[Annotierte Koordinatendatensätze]
━━━
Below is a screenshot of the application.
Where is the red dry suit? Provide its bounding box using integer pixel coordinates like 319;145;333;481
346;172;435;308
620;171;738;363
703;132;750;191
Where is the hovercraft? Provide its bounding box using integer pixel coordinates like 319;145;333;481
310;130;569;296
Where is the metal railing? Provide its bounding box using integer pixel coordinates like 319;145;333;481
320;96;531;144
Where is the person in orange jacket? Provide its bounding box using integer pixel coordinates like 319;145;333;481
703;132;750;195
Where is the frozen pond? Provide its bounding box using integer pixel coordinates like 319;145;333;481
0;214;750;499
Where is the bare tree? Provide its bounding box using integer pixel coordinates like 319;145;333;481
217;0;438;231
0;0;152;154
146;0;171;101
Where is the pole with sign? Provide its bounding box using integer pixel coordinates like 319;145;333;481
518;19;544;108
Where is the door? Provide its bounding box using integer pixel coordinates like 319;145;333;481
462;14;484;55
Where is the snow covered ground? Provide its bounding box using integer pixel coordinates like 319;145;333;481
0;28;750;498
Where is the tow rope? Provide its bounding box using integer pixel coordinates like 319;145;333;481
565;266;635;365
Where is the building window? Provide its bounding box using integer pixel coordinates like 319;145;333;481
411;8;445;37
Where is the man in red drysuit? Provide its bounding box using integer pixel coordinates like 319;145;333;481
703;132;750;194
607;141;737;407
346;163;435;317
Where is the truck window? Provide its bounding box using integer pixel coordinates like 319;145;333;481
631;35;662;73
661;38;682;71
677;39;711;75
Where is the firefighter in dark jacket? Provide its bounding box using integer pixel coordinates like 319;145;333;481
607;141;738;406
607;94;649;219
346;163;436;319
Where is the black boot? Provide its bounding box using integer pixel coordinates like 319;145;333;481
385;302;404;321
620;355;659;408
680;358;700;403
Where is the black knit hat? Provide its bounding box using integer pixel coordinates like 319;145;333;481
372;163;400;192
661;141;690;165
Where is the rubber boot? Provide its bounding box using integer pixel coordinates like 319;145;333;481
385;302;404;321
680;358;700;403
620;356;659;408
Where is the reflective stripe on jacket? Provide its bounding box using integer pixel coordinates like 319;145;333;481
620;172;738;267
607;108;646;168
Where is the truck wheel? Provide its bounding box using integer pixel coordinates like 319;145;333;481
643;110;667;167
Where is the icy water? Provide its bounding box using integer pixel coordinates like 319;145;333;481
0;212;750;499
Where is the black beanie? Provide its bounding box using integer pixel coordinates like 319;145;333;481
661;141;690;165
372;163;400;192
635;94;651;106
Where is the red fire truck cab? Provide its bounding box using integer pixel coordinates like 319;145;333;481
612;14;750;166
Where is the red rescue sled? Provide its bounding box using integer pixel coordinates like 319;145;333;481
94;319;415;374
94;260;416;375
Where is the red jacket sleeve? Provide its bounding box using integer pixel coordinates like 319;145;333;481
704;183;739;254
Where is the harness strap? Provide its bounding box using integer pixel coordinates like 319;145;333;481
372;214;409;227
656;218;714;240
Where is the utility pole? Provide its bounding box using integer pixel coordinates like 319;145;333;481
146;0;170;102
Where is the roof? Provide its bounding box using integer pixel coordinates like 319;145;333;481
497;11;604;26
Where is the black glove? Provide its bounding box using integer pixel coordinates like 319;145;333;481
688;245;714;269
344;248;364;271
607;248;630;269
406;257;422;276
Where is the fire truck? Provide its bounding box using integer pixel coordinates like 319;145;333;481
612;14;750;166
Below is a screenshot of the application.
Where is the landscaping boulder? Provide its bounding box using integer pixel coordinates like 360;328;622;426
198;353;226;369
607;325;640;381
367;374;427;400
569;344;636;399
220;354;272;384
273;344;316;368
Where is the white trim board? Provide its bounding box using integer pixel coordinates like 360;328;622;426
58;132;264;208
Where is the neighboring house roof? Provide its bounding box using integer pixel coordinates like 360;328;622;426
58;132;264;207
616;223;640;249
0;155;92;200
━━━
** Schriftliche Aufgabe **
Übertrage alle Zeilen oben in eine Markdown-Tabelle mit den Spalten „Nr.“ für die fortlaufende Zeilennummer und „Zeile“ für den Wortlaut. Leerzeilen bleiben dabei weg.

** Ergebnis der Übung **
| Nr. | Zeile |
|---|---|
| 1 | Below is a screenshot of the application. |
| 2 | Where is the red dry suit? Provide its bounding box using integer pixel coordinates like 319;145;333;481 |
| 3 | 346;172;435;308 |
| 4 | 620;171;738;363 |
| 5 | 703;132;750;191 |
| 6 | Where is the hovercraft? Provide its bounding box using integer pixel coordinates like 319;145;333;481 |
| 7 | 310;130;569;296 |
| 8 | Where is the metal railing? Provide its bounding box using integer pixel coordinates like 319;145;333;481 |
| 9 | 320;96;531;144 |
| 10 | Where is the person in orange jacket? Provide its bounding box using integer pixel coordinates like 319;145;333;481 |
| 11 | 703;132;750;195 |
| 12 | Where is the frozen pond? Provide its bounding box using integer pixel coordinates like 319;145;333;481 |
| 13 | 0;214;750;499 |
| 14 | Where is the bare tree? Provide its bounding box using integer pixel coordinates like 319;145;333;481 |
| 15 | 217;0;438;231 |
| 16 | 0;0;152;154 |
| 17 | 146;0;171;101 |
| 18 | Where is the pole with sign? Provide its bounding box using integer pixel coordinates like 319;145;333;481 |
| 19 | 518;19;544;108 |
| 20 | Where is the door? Provide its bounding box using integer pixel coordinates like 319;145;333;481 |
| 21 | 462;14;484;55 |
| 22 | Where is the snow covered ground? Provide its bounding box using integer pixel coordinates like 319;145;333;481 |
| 23 | 0;28;750;498 |
| 24 | Where is the tow rope? Provide its bounding box using integer pixel coordinates like 319;145;333;481 |
| 25 | 565;266;635;365 |
| 26 | Where is the building window? Provide its bounding box using integer pixel coordinates like 319;145;333;481 |
| 27 | 411;8;445;37 |
| 28 | Where is the man in red drysuit? Provide its bounding box using integer pixel coordinates like 319;145;333;481 |
| 29 | 703;132;750;194 |
| 30 | 607;141;737;407 |
| 31 | 346;163;435;317 |
| 32 | Where is the truck window? Provide its bounding box using integer pixel coordinates like 319;145;333;481 |
| 33 | 631;35;662;73 |
| 34 | 661;38;682;71 |
| 35 | 677;39;711;75 |
| 36 | Where is the firefighter in dark jacket? Provide its bounding box using integer pixel coordinates like 319;145;333;481 |
| 37 | 607;141;738;406 |
| 38 | 607;94;649;219 |
| 39 | 346;163;436;319 |
| 40 | Where is the black boot? Provide its bounding box using integer pixel coordinates like 319;145;333;481 |
| 41 | 385;302;404;321 |
| 42 | 620;355;659;408 |
| 43 | 680;358;700;403 |
| 44 | Where is the black knit hat? Provide its bounding box using integer pixel coordinates like 319;145;333;481 |
| 45 | 372;163;400;192 |
| 46 | 661;141;690;165 |
| 47 | Where is the rubber boot? Provide its bounding box using integer pixel coordinates like 319;145;333;481 |
| 48 | 385;302;404;321 |
| 49 | 680;358;700;403 |
| 50 | 620;356;659;408 |
| 51 | Where is the reflective stripe on jacket? Provide its bounding box using integer pixel coordinates like 319;145;333;481 |
| 52 | 620;172;738;267 |
| 53 | 607;108;646;168 |
| 54 | Where is the truck wheel? Provide its bounding box using integer pixel coordinates like 319;145;333;481 |
| 55 | 643;110;667;167 |
| 56 | Where is the icy water? Provide its bounding box using integer pixel coordinates like 319;145;333;481 |
| 57 | 0;212;750;499 |
| 58 | Where is the black beanie? Provide its bounding box using integer pixel coordinates like 319;145;333;481 |
| 59 | 661;141;690;165 |
| 60 | 372;163;400;192 |
| 61 | 635;94;651;106 |
| 62 | Where is the red fire truck cab? Provide its bounding box using integer pixel coordinates like 319;145;333;481 |
| 63 | 612;14;750;166 |
| 64 | Where is the red rescue sled? Provide its bounding box using integer pixel coordinates like 319;145;333;481 |
| 65 | 94;319;415;374 |
| 66 | 94;260;416;375 |
| 67 | Where is the red jacket sleeve? Provide its bounding box using integer pixel coordinates like 319;145;333;481 |
| 68 | 704;183;739;254 |
| 69 | Where is the harness strap? Provide its bounding box using integer pixel coordinates like 319;145;333;481 |
| 70 | 372;214;409;227 |
| 71 | 656;218;714;240 |
| 72 | Where is the utility pole? Provide its bounding box using integer pixel coordinates like 319;145;333;481 |
| 73 | 146;0;170;102 |
| 74 | Where is the roof? Provide its bounding box using integer pixel coordinates like 319;145;333;481 |
| 75 | 497;11;604;26 |
| 76 | Where is the black glove? Provide its bounding box using integer pixel coordinates like 319;145;333;481 |
| 77 | 688;245;714;269 |
| 78 | 344;248;364;271 |
| 79 | 607;248;630;269 |
| 80 | 406;257;422;276 |
| 81 | Where is the fire truck? Provide its bounding box using integer pixel coordinates like 319;145;333;481 |
| 82 | 612;14;750;166 |
| 83 | Below is a screenshot of the application. |
| 84 | Where is the landscaping boulder? Provide its bounding box using integer pixel coordinates like 360;328;622;426 |
| 85 | 198;353;226;369 |
| 86 | 607;325;640;381 |
| 87 | 367;374;427;400 |
| 88 | 569;344;636;399 |
| 89 | 220;354;272;384 |
| 90 | 273;344;316;368 |
| 91 | Where is the white trim board? Provide its bounding box using integer pixel coordinates like 360;328;622;426 |
| 92 | 58;132;264;208 |
| 93 | Where is the neighboring house roof? Provide its bounding box using integer pixel coordinates like 360;328;622;426 |
| 94 | 58;132;264;207 |
| 95 | 616;223;640;249 |
| 96 | 0;155;92;200 |